## PASAJE PROPUESTO
════

No sé de dónde se sacaron sus biógrafos eso de que Mata Hari quiere decir en javanés o en malayo “pájaro de la mañana”, “sol de la aurora” o cursilerías por el estilo. A mí me parece más bien un refrito del sánscrito que vendría a significar algo así como “santa madre”, calificativo poco apropiado para un mito erótico (o a lo mejor no: pensad en Madonna). Hay quien dice que quien se lo propuso como nombre artístico no fue otro que Émile Guimet, alma mater del museo que lleva su nombre y que alberga una de las mejores colecciones de arte asiático del mundo. Y es que fue en la biblioteca del Museo Guimet donde Mata Hari hizo, en 1905, su primera actuación en París. El evento fue publicitado en la prensa como una soirée de “danses brahmaniques” que traían a Europa una vaharada de los perfumes orgiásticos de los misterios de Shiva.

En aquellas primeras representaciones, un provecto erudito enfundado en levita presentaba a la bailarina antes de salir a escena como poco menos que una epifanía de la sensual y sofisticada India de Kalidasa: “una virgen que es bella como Urvasi, que es pura como Damayanti y que sale de un monasterio como Sakuntala”. Después del bolo, una Mata Hari arrebatadora y rodeada de babeantes admiradores rememoraba su infancia en la ciudad santa de Jaffuapatam, hija de un eminente miembro de la casta sacerdotal llamado Suprachetty Asirvadam y de una bayadera sagrada de la pagoda de Kanda Swami. Luego narraba con todo lujo de detalles ante su mesmerizada audiencia su iniciación como bailarina en el Shakti Puja: atraídas por la luna de primavera, los movimientos sensuales de la joven y el monótono son de los tambores, las cobras de la jungla circundante acudían en tropel al recinto del templo y se unían a la orgía sagrada, deslizando sus cuerpos escamosos y sus lenguas bífidas sobre la carne de los iniciados y el granito púrpura del altar. “En aquel altar fue donde bailé por primera vez, a los trece años, desnudita…”

════

## EXTRACTOS DE DATOS
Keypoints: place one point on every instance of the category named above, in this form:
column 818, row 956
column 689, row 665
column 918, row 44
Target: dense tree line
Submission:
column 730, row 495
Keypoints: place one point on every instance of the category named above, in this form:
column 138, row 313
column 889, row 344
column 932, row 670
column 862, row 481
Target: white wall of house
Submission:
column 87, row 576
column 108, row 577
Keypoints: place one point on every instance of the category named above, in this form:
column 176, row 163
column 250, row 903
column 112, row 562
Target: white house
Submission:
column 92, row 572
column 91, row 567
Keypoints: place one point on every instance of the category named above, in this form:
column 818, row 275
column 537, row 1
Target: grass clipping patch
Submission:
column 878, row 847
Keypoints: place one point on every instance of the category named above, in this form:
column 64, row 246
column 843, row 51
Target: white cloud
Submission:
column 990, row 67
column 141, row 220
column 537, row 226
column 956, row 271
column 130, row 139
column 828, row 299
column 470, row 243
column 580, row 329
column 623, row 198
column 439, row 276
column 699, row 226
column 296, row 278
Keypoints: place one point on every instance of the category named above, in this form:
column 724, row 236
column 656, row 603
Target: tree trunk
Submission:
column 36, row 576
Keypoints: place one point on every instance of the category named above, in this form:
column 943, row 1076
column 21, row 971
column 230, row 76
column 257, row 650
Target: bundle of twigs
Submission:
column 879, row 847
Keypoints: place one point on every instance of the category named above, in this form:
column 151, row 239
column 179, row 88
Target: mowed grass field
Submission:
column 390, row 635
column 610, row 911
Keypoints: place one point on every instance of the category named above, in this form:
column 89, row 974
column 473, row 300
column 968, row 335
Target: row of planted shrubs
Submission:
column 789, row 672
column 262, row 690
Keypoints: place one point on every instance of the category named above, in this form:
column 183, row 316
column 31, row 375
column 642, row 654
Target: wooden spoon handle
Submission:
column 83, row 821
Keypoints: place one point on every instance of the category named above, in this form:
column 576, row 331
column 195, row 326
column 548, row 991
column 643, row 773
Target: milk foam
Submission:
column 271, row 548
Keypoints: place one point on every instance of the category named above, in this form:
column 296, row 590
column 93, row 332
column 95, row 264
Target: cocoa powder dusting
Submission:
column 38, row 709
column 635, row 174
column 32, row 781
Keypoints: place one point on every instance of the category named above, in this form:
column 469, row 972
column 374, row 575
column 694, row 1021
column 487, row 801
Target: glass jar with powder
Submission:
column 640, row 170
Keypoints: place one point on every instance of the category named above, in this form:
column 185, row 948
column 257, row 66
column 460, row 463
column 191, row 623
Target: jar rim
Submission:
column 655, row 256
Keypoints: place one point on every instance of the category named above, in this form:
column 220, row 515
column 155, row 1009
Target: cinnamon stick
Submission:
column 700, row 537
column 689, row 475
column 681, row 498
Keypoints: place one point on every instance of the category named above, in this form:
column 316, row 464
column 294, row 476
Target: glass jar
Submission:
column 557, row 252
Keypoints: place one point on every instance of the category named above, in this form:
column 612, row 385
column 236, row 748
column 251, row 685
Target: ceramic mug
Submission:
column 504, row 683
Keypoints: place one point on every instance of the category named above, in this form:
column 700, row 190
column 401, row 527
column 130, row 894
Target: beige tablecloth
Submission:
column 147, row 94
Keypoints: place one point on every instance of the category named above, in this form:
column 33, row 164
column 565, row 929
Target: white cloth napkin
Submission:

════

## DESCRIPCIÓN DE LA TAREA
Según el pasaje propuesto, ¿en qué año hizo Mata Hari su primera actuación en París?

## RESPUESTA DEL EJERCICIO
En 1905.